### [SHORT EXERCISE]
Rewrite the part of the records that opens with the line containing "the woman's lips." and closes with the line containing "x=157, y=119" as a Markdown table with the columns Number and Text. Give each line a row number and leave out blank lines.

Records pointing to named objects:
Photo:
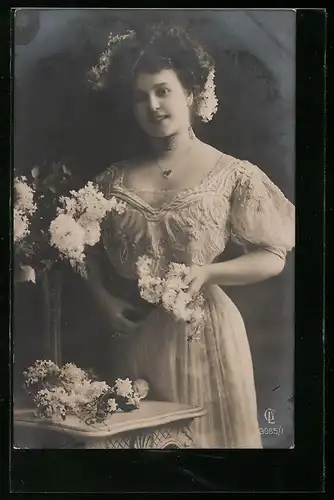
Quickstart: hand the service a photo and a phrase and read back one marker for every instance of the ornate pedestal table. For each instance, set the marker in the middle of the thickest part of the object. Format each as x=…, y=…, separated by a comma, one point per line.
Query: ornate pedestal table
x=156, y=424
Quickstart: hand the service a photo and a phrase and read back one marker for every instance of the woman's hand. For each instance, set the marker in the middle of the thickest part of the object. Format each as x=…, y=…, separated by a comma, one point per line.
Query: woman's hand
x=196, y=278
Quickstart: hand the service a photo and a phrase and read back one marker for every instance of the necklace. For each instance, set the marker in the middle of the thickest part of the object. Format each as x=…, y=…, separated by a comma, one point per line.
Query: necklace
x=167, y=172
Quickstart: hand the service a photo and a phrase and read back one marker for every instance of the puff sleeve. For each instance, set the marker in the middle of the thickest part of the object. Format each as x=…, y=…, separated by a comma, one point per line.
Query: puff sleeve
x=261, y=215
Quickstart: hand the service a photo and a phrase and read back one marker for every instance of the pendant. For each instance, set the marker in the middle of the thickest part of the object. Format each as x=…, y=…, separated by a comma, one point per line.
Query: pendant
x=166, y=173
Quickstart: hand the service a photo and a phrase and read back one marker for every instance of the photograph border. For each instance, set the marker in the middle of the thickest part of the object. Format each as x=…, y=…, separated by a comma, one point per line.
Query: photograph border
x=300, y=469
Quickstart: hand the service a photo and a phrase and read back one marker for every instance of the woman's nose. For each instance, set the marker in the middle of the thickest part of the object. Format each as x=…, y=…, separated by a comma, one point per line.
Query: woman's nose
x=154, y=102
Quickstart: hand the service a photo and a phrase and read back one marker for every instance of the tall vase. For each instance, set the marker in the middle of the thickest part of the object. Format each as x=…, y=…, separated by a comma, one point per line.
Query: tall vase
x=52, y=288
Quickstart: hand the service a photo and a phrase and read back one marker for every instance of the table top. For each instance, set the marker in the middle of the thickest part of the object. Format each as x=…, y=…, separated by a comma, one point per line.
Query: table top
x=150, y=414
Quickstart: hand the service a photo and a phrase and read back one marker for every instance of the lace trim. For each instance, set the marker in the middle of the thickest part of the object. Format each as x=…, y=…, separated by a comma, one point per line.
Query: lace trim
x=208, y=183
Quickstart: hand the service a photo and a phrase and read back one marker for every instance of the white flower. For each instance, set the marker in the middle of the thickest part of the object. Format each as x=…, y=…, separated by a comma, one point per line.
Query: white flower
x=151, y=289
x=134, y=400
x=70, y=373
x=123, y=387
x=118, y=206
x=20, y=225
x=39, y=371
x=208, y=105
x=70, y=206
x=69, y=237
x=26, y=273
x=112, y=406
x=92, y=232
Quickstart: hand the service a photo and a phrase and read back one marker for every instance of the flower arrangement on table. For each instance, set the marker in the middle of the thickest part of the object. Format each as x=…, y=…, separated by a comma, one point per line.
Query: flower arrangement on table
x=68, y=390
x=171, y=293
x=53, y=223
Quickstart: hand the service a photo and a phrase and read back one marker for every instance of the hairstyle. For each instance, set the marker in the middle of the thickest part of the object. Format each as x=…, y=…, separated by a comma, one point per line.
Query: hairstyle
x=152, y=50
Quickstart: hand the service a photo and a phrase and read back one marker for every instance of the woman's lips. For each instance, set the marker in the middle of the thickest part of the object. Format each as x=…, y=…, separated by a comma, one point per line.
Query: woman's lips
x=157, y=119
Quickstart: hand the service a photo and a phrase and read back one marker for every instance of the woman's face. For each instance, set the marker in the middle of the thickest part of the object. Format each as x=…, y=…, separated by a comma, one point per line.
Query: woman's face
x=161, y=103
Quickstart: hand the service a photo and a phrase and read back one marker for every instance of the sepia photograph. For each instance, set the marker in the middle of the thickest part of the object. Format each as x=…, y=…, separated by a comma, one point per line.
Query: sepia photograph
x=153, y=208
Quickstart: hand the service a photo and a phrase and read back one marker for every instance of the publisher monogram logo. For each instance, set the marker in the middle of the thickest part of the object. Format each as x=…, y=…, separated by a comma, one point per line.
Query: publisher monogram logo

### [REPLY]
| Number | Text |
|---|---|
| 1 | Quickstart: hand the service a photo and a phrase and read back one marker for every instance of the woman's lips. For each instance, set the marker in the middle of the thickest part of the object. Format each as x=…, y=…, separated by a comma, one point per line. |
| 2 | Query: woman's lips |
| 3 | x=157, y=119 |